# Supplied data start

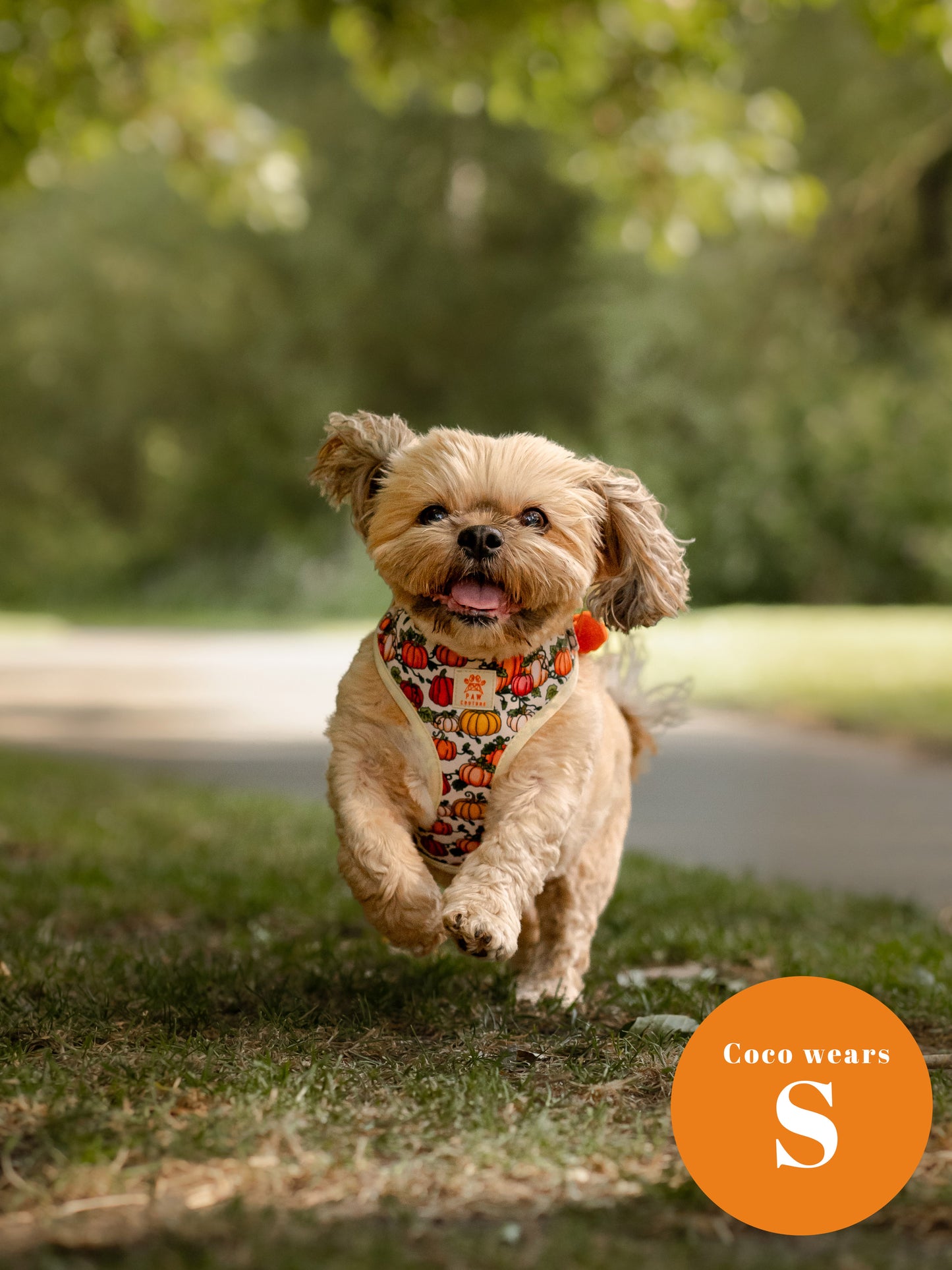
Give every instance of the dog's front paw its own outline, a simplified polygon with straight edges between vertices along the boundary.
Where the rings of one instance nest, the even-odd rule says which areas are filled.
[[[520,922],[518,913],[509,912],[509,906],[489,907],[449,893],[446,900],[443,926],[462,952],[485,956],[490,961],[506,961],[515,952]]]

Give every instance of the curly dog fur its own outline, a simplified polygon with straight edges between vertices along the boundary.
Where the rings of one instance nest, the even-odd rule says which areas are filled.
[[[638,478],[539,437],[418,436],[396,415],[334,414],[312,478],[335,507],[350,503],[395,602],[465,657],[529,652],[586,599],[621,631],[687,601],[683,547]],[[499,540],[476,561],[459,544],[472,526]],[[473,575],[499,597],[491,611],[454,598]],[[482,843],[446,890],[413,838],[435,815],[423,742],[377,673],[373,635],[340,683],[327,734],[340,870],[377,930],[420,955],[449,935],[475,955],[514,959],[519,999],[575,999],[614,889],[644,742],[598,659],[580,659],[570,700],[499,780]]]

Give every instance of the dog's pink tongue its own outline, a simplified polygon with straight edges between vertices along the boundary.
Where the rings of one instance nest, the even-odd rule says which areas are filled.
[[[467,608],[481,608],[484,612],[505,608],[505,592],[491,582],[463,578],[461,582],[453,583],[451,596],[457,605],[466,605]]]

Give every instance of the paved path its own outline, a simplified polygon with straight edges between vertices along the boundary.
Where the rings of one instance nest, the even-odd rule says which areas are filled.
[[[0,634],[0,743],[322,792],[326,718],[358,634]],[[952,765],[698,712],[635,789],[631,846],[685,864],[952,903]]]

# Supplied data end
# Supplied data start

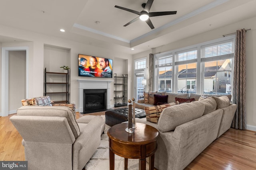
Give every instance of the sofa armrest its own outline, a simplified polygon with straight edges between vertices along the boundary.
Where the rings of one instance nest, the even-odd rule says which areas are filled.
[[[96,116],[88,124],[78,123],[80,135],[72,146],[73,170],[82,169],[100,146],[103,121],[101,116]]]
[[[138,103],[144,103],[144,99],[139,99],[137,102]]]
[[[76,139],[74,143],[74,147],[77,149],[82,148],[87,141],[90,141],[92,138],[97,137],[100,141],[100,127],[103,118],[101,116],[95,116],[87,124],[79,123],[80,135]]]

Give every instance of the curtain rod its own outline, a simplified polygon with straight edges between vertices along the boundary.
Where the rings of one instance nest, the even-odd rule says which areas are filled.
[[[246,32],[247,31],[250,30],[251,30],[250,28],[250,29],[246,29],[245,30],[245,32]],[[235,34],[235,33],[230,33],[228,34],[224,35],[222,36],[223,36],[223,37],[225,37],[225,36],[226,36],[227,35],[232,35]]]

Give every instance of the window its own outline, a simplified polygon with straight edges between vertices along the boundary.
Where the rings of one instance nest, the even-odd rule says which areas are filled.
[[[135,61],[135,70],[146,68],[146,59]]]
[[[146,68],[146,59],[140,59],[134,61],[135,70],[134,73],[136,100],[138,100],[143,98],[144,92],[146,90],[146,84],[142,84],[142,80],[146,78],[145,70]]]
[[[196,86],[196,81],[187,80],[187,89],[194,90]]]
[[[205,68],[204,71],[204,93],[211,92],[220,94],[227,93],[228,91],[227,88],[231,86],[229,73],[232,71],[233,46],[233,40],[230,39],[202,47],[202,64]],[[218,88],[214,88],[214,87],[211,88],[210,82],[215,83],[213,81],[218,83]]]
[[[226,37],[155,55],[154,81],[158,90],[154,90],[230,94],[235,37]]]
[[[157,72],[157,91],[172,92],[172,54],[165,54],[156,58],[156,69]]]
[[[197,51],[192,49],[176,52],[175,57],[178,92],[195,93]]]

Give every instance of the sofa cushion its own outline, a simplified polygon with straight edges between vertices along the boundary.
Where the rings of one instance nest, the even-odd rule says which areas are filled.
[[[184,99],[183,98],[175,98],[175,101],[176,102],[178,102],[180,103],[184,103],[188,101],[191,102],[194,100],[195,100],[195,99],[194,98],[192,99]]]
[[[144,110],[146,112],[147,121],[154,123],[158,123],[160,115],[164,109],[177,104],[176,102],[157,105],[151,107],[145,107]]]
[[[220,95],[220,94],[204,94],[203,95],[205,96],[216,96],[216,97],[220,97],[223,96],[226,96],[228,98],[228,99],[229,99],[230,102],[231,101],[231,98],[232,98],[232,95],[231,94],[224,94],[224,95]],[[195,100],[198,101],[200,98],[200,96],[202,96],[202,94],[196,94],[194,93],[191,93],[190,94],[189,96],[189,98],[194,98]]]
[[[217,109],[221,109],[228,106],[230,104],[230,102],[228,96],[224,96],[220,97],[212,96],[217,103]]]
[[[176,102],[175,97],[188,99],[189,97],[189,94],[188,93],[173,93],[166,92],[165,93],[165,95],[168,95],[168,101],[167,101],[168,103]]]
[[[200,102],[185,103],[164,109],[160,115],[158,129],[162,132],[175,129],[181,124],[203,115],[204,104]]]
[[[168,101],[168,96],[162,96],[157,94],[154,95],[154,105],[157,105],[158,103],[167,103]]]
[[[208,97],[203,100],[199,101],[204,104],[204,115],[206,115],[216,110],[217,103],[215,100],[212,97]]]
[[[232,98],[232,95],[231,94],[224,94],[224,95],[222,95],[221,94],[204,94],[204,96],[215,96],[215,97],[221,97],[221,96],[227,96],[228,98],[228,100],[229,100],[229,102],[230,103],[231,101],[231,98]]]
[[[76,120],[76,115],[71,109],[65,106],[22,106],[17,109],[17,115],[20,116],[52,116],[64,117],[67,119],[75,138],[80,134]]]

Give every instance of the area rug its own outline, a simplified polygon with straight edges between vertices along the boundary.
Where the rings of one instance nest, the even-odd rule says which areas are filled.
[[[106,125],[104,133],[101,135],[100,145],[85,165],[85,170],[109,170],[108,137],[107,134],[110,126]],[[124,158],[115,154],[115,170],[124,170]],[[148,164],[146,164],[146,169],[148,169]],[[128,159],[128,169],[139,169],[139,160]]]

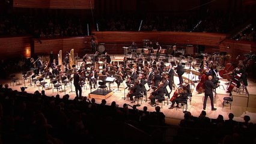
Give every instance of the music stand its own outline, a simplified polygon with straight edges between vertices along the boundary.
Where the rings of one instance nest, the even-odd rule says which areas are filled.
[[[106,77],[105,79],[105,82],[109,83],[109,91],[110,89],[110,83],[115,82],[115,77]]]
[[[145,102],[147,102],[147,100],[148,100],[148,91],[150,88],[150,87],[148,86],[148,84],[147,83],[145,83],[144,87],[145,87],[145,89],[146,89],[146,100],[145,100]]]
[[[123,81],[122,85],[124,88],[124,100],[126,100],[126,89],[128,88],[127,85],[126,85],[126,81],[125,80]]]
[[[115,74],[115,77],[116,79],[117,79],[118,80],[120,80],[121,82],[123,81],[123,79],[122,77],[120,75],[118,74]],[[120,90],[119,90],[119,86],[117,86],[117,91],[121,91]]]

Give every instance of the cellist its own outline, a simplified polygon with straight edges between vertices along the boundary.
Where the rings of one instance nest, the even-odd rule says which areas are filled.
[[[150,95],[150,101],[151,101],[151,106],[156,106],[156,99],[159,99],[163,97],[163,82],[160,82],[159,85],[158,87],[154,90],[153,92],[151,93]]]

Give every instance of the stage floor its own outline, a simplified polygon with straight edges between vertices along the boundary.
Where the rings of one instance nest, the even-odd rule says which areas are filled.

# Supplied data end
# Supplied data start

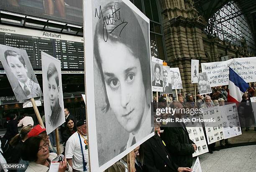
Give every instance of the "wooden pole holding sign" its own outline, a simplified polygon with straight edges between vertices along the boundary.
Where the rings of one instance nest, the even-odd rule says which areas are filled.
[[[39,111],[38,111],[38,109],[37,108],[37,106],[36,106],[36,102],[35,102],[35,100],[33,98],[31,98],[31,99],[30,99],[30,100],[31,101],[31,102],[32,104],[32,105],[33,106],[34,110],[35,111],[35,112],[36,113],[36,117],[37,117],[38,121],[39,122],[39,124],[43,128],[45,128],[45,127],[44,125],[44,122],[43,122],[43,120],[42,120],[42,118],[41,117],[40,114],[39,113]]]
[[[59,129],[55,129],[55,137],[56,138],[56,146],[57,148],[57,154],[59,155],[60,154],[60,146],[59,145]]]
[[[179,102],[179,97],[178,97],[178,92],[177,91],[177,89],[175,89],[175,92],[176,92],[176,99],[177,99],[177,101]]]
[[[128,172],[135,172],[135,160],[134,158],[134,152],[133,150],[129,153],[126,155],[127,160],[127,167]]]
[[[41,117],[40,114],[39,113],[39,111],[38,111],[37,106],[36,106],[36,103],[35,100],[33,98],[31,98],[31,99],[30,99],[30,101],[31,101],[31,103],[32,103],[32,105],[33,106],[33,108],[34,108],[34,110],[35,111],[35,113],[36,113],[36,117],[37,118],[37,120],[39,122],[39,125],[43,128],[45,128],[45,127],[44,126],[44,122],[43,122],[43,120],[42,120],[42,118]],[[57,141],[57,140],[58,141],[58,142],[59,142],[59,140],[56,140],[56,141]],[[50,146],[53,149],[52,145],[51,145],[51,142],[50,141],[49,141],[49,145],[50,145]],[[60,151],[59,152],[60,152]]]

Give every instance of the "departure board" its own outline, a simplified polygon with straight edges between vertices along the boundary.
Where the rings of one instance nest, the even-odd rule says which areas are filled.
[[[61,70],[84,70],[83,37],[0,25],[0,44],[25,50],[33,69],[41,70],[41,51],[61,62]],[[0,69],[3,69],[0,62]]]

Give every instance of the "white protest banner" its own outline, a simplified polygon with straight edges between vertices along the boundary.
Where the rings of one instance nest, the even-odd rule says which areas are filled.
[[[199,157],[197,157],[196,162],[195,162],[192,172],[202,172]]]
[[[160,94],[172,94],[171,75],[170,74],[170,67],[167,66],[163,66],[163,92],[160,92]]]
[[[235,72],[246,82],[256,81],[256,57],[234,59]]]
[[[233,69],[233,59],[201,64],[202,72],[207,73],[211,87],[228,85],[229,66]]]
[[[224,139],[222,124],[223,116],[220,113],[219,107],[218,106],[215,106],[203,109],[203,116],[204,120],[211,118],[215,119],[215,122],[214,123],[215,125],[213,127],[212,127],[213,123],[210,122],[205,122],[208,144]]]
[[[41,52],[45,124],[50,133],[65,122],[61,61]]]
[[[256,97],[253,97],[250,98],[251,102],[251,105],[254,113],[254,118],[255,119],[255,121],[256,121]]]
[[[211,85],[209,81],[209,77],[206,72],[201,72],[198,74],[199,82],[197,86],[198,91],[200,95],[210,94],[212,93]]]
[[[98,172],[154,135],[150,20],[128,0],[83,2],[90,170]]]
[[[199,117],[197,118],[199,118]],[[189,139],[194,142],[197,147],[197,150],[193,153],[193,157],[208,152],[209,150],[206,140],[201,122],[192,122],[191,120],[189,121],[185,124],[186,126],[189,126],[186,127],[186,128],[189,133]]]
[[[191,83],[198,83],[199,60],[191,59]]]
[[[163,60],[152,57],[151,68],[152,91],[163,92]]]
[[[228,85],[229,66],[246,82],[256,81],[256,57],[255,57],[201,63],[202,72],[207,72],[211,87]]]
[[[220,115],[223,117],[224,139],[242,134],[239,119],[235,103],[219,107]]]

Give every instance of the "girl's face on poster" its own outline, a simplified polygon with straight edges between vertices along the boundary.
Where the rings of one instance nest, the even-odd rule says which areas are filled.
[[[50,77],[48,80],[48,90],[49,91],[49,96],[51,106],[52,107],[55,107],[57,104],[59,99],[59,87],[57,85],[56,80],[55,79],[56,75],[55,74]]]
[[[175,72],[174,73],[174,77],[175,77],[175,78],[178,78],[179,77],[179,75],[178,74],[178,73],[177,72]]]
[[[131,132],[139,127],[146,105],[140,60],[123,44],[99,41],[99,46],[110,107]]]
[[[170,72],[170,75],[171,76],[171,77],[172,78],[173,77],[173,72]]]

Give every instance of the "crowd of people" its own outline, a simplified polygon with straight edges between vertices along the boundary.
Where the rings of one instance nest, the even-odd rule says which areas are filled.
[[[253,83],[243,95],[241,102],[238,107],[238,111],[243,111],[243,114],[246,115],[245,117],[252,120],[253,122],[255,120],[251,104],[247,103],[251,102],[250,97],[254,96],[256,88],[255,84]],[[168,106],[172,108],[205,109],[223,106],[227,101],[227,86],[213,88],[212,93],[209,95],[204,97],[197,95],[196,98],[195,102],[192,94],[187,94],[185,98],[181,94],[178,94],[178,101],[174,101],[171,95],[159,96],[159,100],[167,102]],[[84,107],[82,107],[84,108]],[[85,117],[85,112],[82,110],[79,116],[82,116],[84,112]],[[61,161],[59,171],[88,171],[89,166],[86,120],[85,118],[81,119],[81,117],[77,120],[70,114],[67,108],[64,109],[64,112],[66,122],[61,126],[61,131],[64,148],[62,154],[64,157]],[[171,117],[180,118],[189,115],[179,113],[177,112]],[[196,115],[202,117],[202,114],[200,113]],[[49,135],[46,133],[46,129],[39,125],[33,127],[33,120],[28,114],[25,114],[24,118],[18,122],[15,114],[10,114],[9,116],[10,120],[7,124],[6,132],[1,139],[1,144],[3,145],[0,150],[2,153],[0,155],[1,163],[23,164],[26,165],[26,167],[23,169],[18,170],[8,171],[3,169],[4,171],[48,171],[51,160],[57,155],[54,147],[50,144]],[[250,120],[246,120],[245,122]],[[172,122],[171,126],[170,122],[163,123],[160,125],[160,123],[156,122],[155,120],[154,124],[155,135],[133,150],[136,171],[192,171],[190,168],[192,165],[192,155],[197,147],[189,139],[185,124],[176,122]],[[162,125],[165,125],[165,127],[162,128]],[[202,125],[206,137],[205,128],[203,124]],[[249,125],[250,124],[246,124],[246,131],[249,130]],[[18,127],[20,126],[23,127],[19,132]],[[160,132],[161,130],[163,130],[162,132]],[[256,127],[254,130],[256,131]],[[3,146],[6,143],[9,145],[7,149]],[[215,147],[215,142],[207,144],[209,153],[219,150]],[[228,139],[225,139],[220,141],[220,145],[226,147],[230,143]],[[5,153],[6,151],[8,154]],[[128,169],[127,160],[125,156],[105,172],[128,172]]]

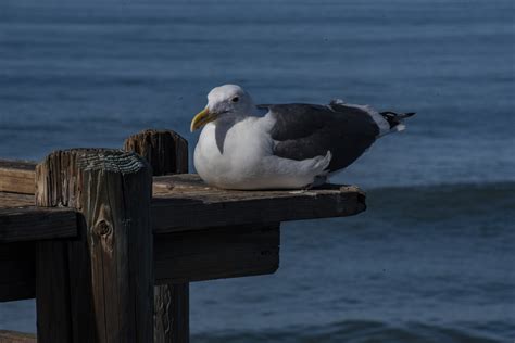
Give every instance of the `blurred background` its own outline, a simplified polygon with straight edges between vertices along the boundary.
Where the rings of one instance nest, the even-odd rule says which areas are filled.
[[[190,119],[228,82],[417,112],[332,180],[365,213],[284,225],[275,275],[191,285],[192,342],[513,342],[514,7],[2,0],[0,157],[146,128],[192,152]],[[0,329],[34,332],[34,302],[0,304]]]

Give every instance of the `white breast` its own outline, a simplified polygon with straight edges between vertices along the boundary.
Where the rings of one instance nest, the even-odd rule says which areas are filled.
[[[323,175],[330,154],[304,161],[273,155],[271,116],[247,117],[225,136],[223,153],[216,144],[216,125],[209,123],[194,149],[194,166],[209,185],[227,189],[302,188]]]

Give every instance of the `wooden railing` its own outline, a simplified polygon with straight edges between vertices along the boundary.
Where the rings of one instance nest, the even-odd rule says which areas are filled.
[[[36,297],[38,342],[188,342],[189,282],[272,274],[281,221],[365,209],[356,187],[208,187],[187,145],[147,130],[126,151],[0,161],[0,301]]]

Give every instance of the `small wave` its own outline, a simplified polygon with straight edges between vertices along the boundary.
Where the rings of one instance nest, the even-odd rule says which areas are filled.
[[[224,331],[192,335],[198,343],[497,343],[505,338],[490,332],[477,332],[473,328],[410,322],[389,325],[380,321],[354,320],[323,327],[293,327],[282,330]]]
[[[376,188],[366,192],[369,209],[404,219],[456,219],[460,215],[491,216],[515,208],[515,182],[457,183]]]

# Supplied data end

■ **Task to carry out**: Gather every line above that contains the word "wooden", and copy each one in full.

■ **Finished task**:
Give every instance of the "wooden pole holding sign" its own outline, a simplified polygon with straight edges between vertices along the boundary.
Give every instance of the `wooden railing` its own outline, a simplified polygon with straight edges between vertices along the boundary.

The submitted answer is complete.